··· TEXT PASSAGE ···
Amazonies, Lyon, 18 April 2025 – 8 February 2026
→Injustices environnementales – Alternatives autochtones, Genève, 24 September 2021 – 21 August 2022
→Imprégnation animale, Fort-de-France, 2017
French Guianese artist.
Lucie ‘Ti’iwan’ Couchili was born in Saut Tampok, a small village that no longer exists, in French Guiana’s southwestern municipality of Maripasoula. She was raised in a family clan belonging to the Teko, Wayana and Wayãpi indigenous nations. At the age of eight, she was sent to an ‘Indian home’, the Guianese equivalent of a Catholic boarding school, whose aim was to ‘civilise’ the native peoples of the Amazon forest. Three years later, no longer able to bear the loss of her freedom or the harsh collective punishment meted out at this school, she ran away.
Traditional stories told by Teko and Wayana elders were a formative part of her early years. Kulawaliku – her uncle Palipen’s mother and Chief Masili’s widow – introduced her to the lore of the maluwana or ‘house sky’. Although in principle women are not allowed to make these painted wooden discs that Amerindian villagers hang from the ceilings of their tukusipan, or communal houses, as protection from unseen spirits, she made her first maluwana in 1990. In 1998, she turned away from oil-based paints, preferring instead to revive an age-old but neglected Wayana technique that involves mineral pigments. Then, in 2000, she entered an arts and crafts competition organised by French Guiana’s Chamber of Skilled Trades and won first prize in the ‘ritual objects’ category.
···
§ PROBLEMS TO SOLVE:
**a)** Reproduce the stretch of the passage on Lucie ‘Ti’iwan’ Couchili from "Traditional stories told" through "the ‘ritual objects’ category." word for word.
**b)** Name the indigenous nations that the passage on Lucie ‘Ti’iwan’ Couchili says her family clan belonged to.
··· SUPPLIED MATERIAL ···
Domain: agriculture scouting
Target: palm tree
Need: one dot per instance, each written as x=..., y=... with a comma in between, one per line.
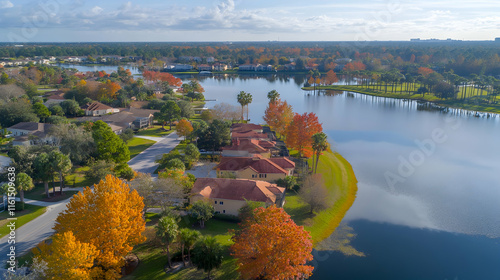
x=188, y=239
x=244, y=98
x=207, y=254
x=60, y=163
x=23, y=183
x=167, y=230
x=320, y=144
x=273, y=95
···
§ ANSWERS PROVIDED:
**a)**
Traditional stories told by Teko and Wayana elders were a formative part of her early years. Kulawaliku – her uncle Palipen’s mother and Chief Masili’s widow – introduced her to the lore of the maluwana or ‘house sky’. Although in principle women are not allowed to make these painted wooden discs that Amerindian villagers hang from the ceilings of their tukusipan, or communal houses, as protection from unseen spirits, she made her first maluwana in 1990. In 1998, she turned away from oil-based paints, preferring instead to revive an age-old but neglected Wayana technique that involves mineral pigments. Then, in 2000, she entered an arts and crafts competition organised by French Guiana’s Chamber of Skilled Trades and won first prize in the ‘ritual objects’ category.

**b)** Teko, Wayana, Wayãpi